DATA IN THIS EXERCISE start
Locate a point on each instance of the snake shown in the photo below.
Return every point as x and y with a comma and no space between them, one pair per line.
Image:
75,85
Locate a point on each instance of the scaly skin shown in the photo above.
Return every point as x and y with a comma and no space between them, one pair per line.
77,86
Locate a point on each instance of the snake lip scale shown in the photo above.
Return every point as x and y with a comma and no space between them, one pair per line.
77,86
DATA IN THIS EXERCISE end
* TASK GOAL
Rewrite the listing with "instance" replaced by "occurrence" everywhere, leaving everything else the same.

* OUTPUT OF THE EXERCISE
Locate a point on each occurrence of the snake shown in the photo below.
Return every point as x and y with a comma and no space between them, one pair per line.
Image:
75,85
Locate a point on each occurrence of the scaly skin shown in the photo above.
Return every point as x and y with a comma and no space between them, one pair per line.
77,86
Locate a point on each occurrence of the snake lip scale shown in the photo above.
Return every point as x and y with a comma and no space between them, one pair per line.
77,86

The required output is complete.